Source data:

◆ ◆ ◆ ◆ ◆ ◆ ◆

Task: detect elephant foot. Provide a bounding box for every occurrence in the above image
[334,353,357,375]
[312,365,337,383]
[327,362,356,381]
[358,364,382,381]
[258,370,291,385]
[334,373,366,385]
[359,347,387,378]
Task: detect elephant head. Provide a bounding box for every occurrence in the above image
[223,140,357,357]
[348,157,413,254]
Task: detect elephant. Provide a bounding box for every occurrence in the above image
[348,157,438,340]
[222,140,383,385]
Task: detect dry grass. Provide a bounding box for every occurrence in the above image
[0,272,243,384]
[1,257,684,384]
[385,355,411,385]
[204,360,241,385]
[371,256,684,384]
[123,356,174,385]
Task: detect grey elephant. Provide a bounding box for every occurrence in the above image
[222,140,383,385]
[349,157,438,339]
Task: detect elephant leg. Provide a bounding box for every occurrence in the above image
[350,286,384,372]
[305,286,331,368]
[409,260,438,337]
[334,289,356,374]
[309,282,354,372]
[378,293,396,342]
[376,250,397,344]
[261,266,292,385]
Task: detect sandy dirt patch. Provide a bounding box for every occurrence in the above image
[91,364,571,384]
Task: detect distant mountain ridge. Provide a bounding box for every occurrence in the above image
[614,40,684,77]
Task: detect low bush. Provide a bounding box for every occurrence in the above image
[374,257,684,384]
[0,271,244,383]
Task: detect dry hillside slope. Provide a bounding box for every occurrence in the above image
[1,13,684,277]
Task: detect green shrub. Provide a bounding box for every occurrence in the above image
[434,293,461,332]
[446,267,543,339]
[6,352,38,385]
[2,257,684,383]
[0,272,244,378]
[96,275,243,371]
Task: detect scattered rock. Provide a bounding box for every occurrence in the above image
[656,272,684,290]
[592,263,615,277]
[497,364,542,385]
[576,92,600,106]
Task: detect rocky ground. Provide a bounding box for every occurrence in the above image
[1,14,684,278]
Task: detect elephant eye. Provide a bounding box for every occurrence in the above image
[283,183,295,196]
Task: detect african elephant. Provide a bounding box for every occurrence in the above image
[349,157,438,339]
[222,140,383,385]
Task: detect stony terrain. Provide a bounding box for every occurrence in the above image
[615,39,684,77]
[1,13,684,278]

◆ ◆ ◆ ◆ ◆ ◆ ◆

Set down, exactly and only, the lines running from the one holding "Task: detect distant" through the end of the records above, both ends included.

→ RESULT OF THIS EXERCISE
Task: detect distant mountain ridge. Provide a bounding box for every occurrence in the above image
[614,40,684,77]
Task: detect low bush. Provide a bounding box for every occurrence in the above image
[374,257,684,384]
[0,271,244,383]
Task: detect dry hillside slope. Provide a bounding box for every occurrence in the above image
[1,13,684,277]
Task: detect green shrub. Provide a bounding box for every occurrence in the above image
[434,293,461,332]
[446,267,543,339]
[6,352,38,385]
[2,257,684,383]
[0,272,244,378]
[96,275,243,371]
Task: detect scattered rock. Provide a bounding box for every occurrence in the above image
[656,272,684,290]
[592,263,615,277]
[497,364,542,385]
[576,92,600,106]
Task: detect rocky ground. Provide a bounding box for every occurrence in the above image
[1,14,684,278]
Task: detect elephant eye. Provide a bounding box for every occurrence in the above image
[283,183,295,196]
Task: detect african elephant. Provide a bounding box for every occurrence in the above image
[349,157,438,339]
[222,140,383,385]
Task: detect stony terrain. Provide a bounding box for every occurrence in the above image
[615,39,684,77]
[1,13,684,278]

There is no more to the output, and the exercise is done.